[Start EXTRACT]

Tuesday, 18 March 2008

Songs of Phil Ochs

"Ochs is a major new writer worth watching."
Robert Shelton, New York Times


"Phil Ochs has reached maturity as a . . . writer that few acquire in a lifetime of work."
Josh Dunson, Sing Out


Contents


Introduction (4)
Foreword (5)
What's That I Hear (7)
Hills of West Virginia (8)
There But For Fortune (9)
Bound For Glory (10)
Draft Dodger Rag (11)
William Moore (12)
Talking Plane Disaster (14)
Talking Vietnam (15)
Thresher (17)
Lou Marsh (18)
Remember Me (19)
Firehouse 35 (20)
No Christmas In Kentucky (21)
Celia (22)
Links On The Chain (23)
That Was The President (24)
What Are You Fighting For (25)
Automation Song (26)
Power And Glory, The (27)
Another Country (28)
Too Many Martyrs (29)
I Ain't Marchin' Anymore (30)
Iron Lady, The (32)


Introduction

I got interested in politics after wasting a couple of years drifting through college. Around the same time, I became interested in learning the guitar, and luckily won an old Kay in a bet on the election of John Kennedy for President. As a journalism major, I was writing for several campus papers, so it was pretty natural to slip some of my ideas between the chords I was learning.

[End EXTRACT]
[Start DATA EXTRACT]

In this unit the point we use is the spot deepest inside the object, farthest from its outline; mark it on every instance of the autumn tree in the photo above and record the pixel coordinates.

[End DATA EXTRACT]

**WHAT YOU ARE ASKED TO DO**
Repeat the part of the song list starting with "Links On The" and going on through "Lady, The (32)", substituting "Heroes" for "Martyrs". Rely only on the song list, not on the data.

**SOLUTION TO THIS PROBLEM**
Links On The Chain (23)
That Was The President (24)
What Are You Fighting For (25)
Automation Song (26)
Power And Glory, The (27)
Another Country (28)
Too Many Heroes (29)
I Ain't Marchin' Anymore (30)
Iron Lady, The (32)